- Data for processing -
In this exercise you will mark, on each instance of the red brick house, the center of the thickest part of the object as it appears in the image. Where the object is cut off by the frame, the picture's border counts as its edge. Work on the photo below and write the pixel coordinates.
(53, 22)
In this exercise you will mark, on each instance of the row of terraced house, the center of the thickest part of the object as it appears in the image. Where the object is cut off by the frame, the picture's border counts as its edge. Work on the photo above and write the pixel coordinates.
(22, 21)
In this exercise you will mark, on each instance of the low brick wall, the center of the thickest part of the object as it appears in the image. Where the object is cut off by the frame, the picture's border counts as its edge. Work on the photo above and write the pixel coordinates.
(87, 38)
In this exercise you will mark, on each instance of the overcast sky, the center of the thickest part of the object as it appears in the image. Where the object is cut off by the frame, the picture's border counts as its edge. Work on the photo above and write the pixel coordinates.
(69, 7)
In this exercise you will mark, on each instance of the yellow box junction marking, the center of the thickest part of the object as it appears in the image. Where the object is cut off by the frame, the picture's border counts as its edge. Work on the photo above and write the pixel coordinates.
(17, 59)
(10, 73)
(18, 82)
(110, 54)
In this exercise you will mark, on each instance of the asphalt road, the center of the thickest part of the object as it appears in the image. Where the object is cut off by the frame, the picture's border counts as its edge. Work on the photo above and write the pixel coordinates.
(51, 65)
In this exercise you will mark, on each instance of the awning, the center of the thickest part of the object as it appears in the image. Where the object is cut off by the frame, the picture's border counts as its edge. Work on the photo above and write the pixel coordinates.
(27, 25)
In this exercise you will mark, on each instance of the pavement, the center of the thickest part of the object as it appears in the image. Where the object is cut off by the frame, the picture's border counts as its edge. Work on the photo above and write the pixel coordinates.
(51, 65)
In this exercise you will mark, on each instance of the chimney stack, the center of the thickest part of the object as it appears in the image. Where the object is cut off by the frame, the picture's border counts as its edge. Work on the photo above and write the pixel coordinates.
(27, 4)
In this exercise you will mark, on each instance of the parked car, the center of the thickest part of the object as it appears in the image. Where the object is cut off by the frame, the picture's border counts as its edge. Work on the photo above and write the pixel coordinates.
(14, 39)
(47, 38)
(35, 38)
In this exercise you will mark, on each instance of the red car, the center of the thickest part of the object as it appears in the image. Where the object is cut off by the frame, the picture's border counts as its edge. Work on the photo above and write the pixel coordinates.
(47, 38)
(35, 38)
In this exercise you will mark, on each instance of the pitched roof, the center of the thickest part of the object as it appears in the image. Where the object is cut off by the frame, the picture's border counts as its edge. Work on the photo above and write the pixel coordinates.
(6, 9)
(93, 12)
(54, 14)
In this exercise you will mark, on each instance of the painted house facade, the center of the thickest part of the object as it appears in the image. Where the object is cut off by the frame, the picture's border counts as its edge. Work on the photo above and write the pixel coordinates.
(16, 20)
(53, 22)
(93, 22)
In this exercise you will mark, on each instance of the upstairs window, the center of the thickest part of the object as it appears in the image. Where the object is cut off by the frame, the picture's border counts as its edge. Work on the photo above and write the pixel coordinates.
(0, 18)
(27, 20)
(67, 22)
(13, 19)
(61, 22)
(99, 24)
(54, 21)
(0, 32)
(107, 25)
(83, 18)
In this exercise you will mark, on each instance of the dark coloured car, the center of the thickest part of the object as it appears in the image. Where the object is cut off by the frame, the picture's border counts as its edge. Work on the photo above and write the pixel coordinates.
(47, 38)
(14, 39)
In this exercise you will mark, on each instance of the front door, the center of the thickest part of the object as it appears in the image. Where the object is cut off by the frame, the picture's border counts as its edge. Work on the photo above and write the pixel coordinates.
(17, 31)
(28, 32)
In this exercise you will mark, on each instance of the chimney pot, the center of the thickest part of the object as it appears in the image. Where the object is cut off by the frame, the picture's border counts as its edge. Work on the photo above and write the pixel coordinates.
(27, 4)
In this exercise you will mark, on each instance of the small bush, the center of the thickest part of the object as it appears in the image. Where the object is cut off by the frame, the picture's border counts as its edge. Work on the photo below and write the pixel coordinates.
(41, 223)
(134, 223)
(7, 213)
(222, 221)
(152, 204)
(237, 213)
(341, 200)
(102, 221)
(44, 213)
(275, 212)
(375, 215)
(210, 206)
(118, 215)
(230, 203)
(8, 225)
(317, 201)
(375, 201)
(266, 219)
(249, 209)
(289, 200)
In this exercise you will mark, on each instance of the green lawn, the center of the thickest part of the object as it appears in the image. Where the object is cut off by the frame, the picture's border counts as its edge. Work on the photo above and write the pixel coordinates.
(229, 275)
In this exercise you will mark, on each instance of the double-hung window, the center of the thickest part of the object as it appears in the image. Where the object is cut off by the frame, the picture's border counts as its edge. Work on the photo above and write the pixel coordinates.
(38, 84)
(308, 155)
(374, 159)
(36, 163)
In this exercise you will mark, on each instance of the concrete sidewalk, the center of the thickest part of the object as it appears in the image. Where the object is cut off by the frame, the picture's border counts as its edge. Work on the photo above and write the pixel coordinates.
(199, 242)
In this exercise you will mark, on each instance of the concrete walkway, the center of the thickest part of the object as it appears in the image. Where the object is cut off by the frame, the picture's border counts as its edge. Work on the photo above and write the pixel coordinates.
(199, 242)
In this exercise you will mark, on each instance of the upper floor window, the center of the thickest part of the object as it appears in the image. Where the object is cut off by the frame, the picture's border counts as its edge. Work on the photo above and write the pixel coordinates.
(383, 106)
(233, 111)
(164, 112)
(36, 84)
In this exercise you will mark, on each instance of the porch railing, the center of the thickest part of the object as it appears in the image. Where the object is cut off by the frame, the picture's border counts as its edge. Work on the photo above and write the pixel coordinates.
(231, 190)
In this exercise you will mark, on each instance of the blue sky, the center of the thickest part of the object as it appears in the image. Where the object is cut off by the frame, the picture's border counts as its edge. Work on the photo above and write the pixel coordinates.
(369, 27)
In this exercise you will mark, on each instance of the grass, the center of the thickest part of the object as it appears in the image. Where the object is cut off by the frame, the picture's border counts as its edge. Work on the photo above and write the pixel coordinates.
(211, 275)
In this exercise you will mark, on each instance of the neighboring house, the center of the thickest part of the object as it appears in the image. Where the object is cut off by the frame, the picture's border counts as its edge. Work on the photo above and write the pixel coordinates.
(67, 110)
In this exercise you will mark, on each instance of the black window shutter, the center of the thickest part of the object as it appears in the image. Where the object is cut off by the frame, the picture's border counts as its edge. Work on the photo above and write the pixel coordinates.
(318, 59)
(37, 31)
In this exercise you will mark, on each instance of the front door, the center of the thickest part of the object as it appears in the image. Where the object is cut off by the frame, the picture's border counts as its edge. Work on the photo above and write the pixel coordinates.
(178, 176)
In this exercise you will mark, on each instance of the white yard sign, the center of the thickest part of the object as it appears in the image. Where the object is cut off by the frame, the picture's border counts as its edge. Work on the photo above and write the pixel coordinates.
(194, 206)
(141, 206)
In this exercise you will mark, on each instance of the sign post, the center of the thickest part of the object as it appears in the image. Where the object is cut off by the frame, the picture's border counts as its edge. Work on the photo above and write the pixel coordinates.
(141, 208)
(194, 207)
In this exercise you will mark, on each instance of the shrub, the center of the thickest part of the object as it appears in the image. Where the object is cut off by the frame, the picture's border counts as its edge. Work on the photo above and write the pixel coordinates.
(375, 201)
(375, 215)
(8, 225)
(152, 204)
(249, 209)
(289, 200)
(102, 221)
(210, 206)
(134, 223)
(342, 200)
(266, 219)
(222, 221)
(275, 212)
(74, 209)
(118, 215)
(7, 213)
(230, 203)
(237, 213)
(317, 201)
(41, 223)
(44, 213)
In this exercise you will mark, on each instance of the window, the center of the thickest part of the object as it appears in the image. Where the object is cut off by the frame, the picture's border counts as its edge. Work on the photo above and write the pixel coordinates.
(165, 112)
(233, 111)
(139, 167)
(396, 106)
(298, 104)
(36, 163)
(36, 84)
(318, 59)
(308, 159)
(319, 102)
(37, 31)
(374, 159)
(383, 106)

- Exercise requirements -
After locating the line that contains "the shrub, the", print that line and every one after it through the last line of the listing, exactly.

- Response area -
In this exercise you will mark, on each instance of the shrub, the center of the thickest part of the object as it appears in the image. Where the object is cut off by the frame, the picture's border counts as its edge. Work on the photo above and write the pixel coordinates.
(375, 201)
(375, 215)
(8, 225)
(152, 204)
(249, 209)
(289, 200)
(102, 221)
(210, 206)
(134, 223)
(342, 200)
(266, 219)
(222, 221)
(275, 212)
(74, 209)
(118, 215)
(7, 213)
(230, 203)
(237, 213)
(317, 201)
(41, 223)
(44, 213)
In this exercise you will mark, on each instance of the window, the center of the thickest part of the object as it appears in the image. Where the object is cut off by the frame, the picture's border counts as its edge. Work on the photo above and write the pixel coordinates.
(165, 112)
(233, 111)
(139, 167)
(396, 106)
(298, 104)
(36, 163)
(36, 84)
(318, 59)
(308, 159)
(319, 102)
(37, 31)
(374, 159)
(383, 106)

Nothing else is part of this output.